Lavoro da fare:
1: Nel brano, quando avrà inizio l'Anno della Fede?
2: Ricopia la parte del brano che si apre con le parole contenenti "Grazie a Dio, nonostante" e si chiude con "fondamento: la preghiera.".
-------- Brano
Abbiamo una patrona, una “prima cittadina”, che ha dato priorità all’ascolto di Dio e alla preghiera: impariamo da lei! Delle vergini protagoniste del Vangelo non si condanna il sonno, perché tutte e dieci, sia quelle stolte che quelle sagge, si addormentano nell’attesa dello sposo che tarda a venire. La condanna è piuttosto rivolta alla stoltezza di non fare pertempo buona scorta dell’olio per le lampade. E Rosalia ha saputo essere vergine “sapiente” perché, in modo previdente, ha saputo ogni giorno fare una buona scorta dell’olio che illumina la vita, quello della confidenza con Dio nella preghiera. La nostra Chiesa, la nostra Città, ripartano da questo santo approvvigionamento!

Grazie a Dio, nonostante le forti spinte di scristianizzazione e le diffuse logiche materialistiche, riconosciamo che nel nostro tempo, e anche nella nostra Città, tanti uomini e donne riscoprono il desiderio della preghiera e ne sperimentano il nutrimento, specie nell’adorazione eucaristica personale e comunitaria. Se vogliamo che l’Anno della Fede, che avrà inizio nell’ottobre prossimo, sia un’occasione di crescita per la nostra Chiesa, prima ancora che puntare su tante iniziative pastorali, dovremo focalizzare l’attenzione sull’esigenza di dare a tutto ciò che organizziamo l’anima e il fondamento: la preghiera.

Le nostre comunità vivano la preghiera, propongano adeguati tempi e spazi di silenzio, potenzino la catechesi e la lectio divina, curino la liturgia nella dignità e nei contenuti, puntino prima che sull’ “agire” pastorale, sull’ “essere” spirituale: per garantire sempre – sull’esempio della vergine saggia Rosalia –una buona scorta di olio alle lampade della nostra vita e far splendere una fede viva ed attraente.
----------------
-------- Dati forniti
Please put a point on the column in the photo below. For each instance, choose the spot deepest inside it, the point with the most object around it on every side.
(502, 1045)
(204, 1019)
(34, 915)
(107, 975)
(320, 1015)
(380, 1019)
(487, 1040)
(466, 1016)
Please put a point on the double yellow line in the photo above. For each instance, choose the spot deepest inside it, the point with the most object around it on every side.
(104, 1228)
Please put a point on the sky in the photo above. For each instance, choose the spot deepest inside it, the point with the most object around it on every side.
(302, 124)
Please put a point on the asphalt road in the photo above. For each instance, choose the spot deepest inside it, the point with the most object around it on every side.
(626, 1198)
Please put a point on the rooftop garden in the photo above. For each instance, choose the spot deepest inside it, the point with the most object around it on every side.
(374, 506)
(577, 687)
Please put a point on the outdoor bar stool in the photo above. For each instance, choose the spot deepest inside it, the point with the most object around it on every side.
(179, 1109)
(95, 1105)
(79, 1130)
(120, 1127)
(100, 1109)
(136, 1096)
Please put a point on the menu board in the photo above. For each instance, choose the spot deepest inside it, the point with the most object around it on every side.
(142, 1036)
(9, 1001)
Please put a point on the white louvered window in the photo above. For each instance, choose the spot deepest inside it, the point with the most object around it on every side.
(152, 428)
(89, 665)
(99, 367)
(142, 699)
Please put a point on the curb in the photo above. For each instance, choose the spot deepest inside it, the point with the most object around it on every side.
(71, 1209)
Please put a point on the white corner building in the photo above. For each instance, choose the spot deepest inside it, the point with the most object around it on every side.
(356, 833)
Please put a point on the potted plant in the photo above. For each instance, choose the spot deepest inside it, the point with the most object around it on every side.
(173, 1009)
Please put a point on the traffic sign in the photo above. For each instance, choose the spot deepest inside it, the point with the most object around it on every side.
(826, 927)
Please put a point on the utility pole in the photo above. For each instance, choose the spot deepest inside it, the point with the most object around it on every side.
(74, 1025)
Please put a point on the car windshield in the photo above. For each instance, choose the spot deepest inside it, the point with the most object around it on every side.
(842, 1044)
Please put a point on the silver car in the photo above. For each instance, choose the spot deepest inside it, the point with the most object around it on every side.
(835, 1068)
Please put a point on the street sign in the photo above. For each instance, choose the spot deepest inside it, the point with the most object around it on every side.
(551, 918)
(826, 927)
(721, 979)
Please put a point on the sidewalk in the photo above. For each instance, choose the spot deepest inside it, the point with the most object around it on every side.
----------------
Ecco le risposte:
1: Nell'ottobre prossimo.

2:
Grazie a Dio, nonostante le forti spinte di scristianizzazione e le diffuse logiche materialistiche, riconosciamo che nel nostro tempo, e anche nella nostra Città, tanti uomini e donne riscoprono il desiderio della preghiera e ne sperimentano il nutrimento, specie nell’adorazione eucaristica personale e comunitaria. Se vogliamo che l’Anno della Fede, che avrà inizio nell’ottobre prossimo, sia un’occasione di crescita per la nostra Chiesa, prima ancora che puntare su tante iniziative pastorali, dovremo focalizzare l’attenzione sull’esigenza di dare a tutto ciò che organizziamo l’anima e il fondamento: la preghiera.